- **What this exercise asks**
[1] Repeat the passage about parish Masses from "Now that public" to "continues livestreaming Mass.".
[2] Do these statements agree with the passage about parish Masses? Answer yes or no for each, quoting the words that decide it. (a) Precious Blood stopped livestreaming Mass once public Masses resumed. (b) Fr. Brad Whistle is pastor of St. Thomas More Parish in Paducah. (c) Most of the people coming to church at Precious Blood have been young.

- **Passage shown**

Fr. Mathew said he was touched by the generosity of parishioners who, even though they could not be physically present during the shutdown, would send their Sunday offerings in the mail – “which made me realize their love and sense of belonging for the parish.”

Now that public Masses may be celebrated again, he said most of the people who had participated via livestream have started coming back to in-person Mass. His daily Mass regulars have returned for the most part, but weekend Masses are still “not very well attended.”

“I see only a few young people at church,” he said. “Most of the people that come to church here at Precious Blood have been elderly.”

Since there are multiple reasons why people have chosen to postpone returning, Precious Blood continues livestreaming Mass.

“Time is the best healer,” said Fr. Mathew. “But we need to be patient. Let us continue pray for one another and reach out to one another as we can.”

Gratitude for committed staff

Fr. Brad Whistle, pastor of St. Thomas More Parish in Paducah, said he really missed his parishioners during the shutdown, especially the familiar faces of his daily Mass goers.

“There was such a spiritual hunger to share the Eucharist with the people,” he told the WKC.

With in-person Masses starting up again, he said the number of people attending Sunday Mass “is far from normal… the majority of our people are still not coming to Sunday Mass.”

They have added two extra weekday Masses as options for people not yet comfortable attending the larger Sunday liturgies. Fr. Whistle said this system has been “working well and consistent.”

Stored items from a collection:

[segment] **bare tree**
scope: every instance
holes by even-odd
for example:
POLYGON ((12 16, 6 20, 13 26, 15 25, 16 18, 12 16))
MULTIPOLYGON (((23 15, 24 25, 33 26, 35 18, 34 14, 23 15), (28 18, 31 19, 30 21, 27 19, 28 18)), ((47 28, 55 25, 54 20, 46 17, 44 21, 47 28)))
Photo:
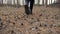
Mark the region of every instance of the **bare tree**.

- **Answers given**
[1]
Now that public Masses may be celebrated again, he said most of the people who had participated via livestream have started coming back to in-person Mass. His daily Mass regulars have returned for the most part, but weekend Masses are still “not very well attended.”

“I see only a few young people at church,” he said. “Most of the people that come to church here at Precious Blood have been elderly.”

Since there are multiple reasons why people have chosen to postpone returning, Precious Blood continues livestreaming Mass.

[2]
(a) No: "Precious Blood continues livestreaming Mass."
(b) Yes: "Fr. Brad Whistle, pastor of St. Thomas More Parish in Paducah"
(c) No: "Most of the people that come to church here at Precious Blood have been elderly."